**INSTRUCTIONS TO FOLLOW**. Retype exactly the lines that run from the line with "Class, locate every instance of the number 8" to the final line of the entries, keeping both ends and nothing else.

BEGIN GIVEN ENTRIES

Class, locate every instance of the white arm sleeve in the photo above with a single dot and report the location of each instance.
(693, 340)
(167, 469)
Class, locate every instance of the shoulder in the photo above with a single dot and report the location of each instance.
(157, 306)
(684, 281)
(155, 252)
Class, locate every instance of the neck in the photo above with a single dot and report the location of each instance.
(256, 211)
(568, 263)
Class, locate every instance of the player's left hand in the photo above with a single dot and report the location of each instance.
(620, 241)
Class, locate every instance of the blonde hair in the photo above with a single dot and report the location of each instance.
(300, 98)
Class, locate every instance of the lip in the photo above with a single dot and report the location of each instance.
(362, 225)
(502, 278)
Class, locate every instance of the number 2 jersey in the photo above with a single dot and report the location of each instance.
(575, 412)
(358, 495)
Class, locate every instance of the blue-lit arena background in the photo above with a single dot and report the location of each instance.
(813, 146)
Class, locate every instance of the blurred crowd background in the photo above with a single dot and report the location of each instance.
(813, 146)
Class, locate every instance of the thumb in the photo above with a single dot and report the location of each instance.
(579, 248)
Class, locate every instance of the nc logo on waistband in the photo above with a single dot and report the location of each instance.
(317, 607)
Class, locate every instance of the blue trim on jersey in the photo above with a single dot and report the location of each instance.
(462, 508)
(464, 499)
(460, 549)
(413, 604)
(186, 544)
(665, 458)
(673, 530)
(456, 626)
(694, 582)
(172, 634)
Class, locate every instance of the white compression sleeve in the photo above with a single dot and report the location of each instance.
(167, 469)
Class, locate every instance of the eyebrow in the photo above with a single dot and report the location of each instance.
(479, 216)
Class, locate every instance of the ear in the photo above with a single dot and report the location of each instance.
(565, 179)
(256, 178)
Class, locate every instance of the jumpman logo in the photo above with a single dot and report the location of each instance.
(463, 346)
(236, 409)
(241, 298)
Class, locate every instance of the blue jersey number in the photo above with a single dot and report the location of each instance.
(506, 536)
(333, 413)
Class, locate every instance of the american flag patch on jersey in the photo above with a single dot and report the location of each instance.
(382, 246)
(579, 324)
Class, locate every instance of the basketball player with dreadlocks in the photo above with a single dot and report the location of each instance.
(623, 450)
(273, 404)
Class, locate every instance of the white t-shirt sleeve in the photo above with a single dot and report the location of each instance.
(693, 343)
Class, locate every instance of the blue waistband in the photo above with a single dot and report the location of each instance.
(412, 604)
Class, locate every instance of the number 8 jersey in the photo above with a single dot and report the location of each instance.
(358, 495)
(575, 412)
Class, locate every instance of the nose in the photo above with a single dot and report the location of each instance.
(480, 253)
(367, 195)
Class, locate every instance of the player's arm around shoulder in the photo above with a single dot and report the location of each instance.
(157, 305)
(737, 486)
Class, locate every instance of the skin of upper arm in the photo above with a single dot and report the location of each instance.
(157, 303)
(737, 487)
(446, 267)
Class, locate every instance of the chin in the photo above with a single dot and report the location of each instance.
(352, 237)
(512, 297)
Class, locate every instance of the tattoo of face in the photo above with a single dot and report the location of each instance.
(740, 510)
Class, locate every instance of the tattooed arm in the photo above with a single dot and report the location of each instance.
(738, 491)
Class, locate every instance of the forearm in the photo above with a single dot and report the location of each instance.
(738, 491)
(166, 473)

END GIVEN ENTRIES

**RESPONSE**.
Class, locate every instance of the number 8 jersey in the photo above with a single dot and report the location of each instance.
(358, 495)
(575, 412)
Class, locate every instance of the nose in the photo above with a single dot and report the location of each instance.
(480, 253)
(367, 195)
Class, locate every instance of the player's arm around shoulder in the photo above with a single dot and report the location of each instance.
(157, 305)
(737, 486)
Class, locate every instance of the skin of upper arm in the photo above with a single dot and report the location of each instance.
(157, 303)
(737, 487)
(446, 267)
Class, locate every instance of the chin in the photo above with a single dot and report the location of each instance.
(352, 237)
(512, 297)
Class, locate every instance of the tattoo of face in the photo above with a single dot and report the location of each instance.
(740, 510)
Class, locate every instance of the tattooed arm in the photo above with a single dot and report the location of each instance.
(738, 491)
Class, locate every instance of the forearm in the photo above with a single dot and report the location of each instance.
(738, 491)
(166, 473)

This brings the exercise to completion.